Take the line containing "of the model's" and every line after it in the data below, and print them exactly as given, with nothing else.

** begin Records provided **

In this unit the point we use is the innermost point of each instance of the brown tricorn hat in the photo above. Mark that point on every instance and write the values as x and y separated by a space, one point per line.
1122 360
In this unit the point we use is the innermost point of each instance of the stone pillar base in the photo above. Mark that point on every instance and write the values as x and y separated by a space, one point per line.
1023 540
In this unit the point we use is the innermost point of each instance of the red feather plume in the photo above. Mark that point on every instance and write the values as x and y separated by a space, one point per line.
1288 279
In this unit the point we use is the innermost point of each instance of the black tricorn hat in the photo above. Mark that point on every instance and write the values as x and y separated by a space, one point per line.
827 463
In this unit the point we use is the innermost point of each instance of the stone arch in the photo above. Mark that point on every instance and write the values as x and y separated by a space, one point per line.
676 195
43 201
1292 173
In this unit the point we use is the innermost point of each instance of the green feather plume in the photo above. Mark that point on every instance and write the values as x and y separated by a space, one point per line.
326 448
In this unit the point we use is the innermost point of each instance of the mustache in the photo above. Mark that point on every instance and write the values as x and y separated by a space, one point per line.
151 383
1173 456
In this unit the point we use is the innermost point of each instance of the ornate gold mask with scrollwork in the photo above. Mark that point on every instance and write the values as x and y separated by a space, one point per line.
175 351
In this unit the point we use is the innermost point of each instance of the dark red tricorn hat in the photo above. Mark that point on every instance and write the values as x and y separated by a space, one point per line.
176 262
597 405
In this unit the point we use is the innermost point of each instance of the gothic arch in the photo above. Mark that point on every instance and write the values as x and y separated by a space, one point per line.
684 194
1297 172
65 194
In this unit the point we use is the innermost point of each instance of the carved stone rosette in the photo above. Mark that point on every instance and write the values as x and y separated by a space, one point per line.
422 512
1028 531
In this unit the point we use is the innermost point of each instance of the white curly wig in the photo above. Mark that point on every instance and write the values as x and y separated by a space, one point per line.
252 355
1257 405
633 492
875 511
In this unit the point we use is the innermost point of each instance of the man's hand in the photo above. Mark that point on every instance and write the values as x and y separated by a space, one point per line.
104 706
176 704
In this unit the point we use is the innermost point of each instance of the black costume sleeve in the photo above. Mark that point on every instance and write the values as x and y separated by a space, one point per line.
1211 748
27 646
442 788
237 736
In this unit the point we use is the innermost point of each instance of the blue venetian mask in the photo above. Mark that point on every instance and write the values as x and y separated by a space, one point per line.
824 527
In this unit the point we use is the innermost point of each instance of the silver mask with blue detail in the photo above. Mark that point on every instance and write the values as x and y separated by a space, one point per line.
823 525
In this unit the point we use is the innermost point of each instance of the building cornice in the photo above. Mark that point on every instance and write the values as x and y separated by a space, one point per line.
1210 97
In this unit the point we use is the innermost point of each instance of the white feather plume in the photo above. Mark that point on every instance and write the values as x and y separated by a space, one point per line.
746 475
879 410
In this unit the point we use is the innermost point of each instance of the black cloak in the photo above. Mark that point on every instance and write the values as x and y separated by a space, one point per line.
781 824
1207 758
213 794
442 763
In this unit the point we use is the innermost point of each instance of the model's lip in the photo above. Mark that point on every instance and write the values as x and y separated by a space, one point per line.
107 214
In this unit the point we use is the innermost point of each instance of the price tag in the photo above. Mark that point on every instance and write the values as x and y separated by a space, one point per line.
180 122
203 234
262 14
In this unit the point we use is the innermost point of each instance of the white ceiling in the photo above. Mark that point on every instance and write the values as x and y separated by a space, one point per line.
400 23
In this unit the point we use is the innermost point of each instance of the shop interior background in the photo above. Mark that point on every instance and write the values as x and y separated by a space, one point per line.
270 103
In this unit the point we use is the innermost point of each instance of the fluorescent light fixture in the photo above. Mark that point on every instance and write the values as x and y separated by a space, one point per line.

** end Records provided **

§ Full answer
In this unit the point we use is the innermost point of each instance of the model's lip in the photo above. Mark that point on every instance and write the values as x and y separated by a space, one point per line.
107 214
In this unit the point we use is the innermost point of each instance of the price tag in the photo above. Mark that point on every instance and write the values as x and y separated by a space, one point per line.
180 122
203 234
262 14
In this unit the point we use is the innermost point of each instance of the white ceiling in the photo above. Mark that point on every instance and write the values as x and y separated by a space, one point per line.
400 23
In this unit the point we use is the innermost point of each instance of the shop interior background in the photo above. Mark that point on every instance and write the values as x and y separated by a space, one point per line.
270 103
In this unit the point we use is the innermost point of each instance of the fluorescent light fixture in the photo above. Mark that point on every instance and write the values as x and y separated by a space, one point per line.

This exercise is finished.